WRITTEN PROBLEM 1: In the merger update, on what date did the Massachusetts Department of Public Utilities begin evidentiary hearings?
WRITTEN PROBLEM 2: Using the merger update, explain why participants will file legal briefs after the hearings and when the schedule for those briefs will be set.
WRITTEN PROBLEM 3: Write the next part of the merger update, starting after its last sentence.

SELECTED PASSAGE:

☆ ☆ ☆ ☆ ☆ ☆ ☆

Progress continues with the NU-NSTAR merger and both companies remain excited and optimistic about the merger closing in the second half of this year. Throughout this merger integration process, we are committed to keeping you informed as milestones are achieved and progress is made. Thank you for your continued focus on safety and customer service.

 

  

Filings and Approvals Progress

 

Massachusetts: The Massachusetts Department of Public Utilities (MDPU) began evidentiary hearings on July 6. The hearings, scheduled to conclude later this month, address all aspects of the merger -- including the new net benefits standard of review adopted by the MDPU in April. After the hearings, all participants will have a window of time to file legal briefs for the MDPU to consider. The briefing schedule will be determined at the conclusion of the hearings. Most recently, a filing by the Massachusetts Department of Energy Resources (DOER) requesting a lengthy NSTAR rate review gained some attention from the media. Later this week, we will file with the MDPU a formal response to the DOER request. Once the MDPU has ruled on the DOER’s request, we will communicate the decision to all employees.

☆ ☆ ☆ ☆ ☆ ☆ ☆

Lines of data:
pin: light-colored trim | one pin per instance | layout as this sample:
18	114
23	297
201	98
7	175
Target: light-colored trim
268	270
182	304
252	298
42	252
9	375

☆ ☆ ☆ ☆ ☆ ☆ ☆

EXERCISE OUTPUT 1: July 6.

EXERCISE OUTPUT 2: Participants will file legal briefs so the MDPU can consider them. The briefing schedule will be set when the hearings conclude.

EXERCISE OUTPUT 3:
 

FERC: On July 7, the Federal Energy Regulatory Commission (FERC) approved the NU-NSTAR merger. FERC reviewed the proposed merger and determined it would have no adverse impact on competition, rates and regulation. FERC approval also satisfies one requirement of the Maine Public Utilities Commission because its order approving the merger was subject to the ultimate approval of FERC.

 

 

Answers to Your Questions About the Merger

What regulatory approvals remain?

Since our initial merger announcement last October we have made filings with the Securities and Exchange Commission, the MDPU, the Connecticut Department of Public Utility Control, FERC, the Nuclear Regulatory Commission (NRC), the Maine Public Utilities Commission, the New Hampshire Public Utilities Commission, the Department of Justice, and the Federal Communications Commission. Throughout this process we have kept our state regulators and policy makers informed. At this time, regulatory approvals or review are still pending from the MDPU and the NRC.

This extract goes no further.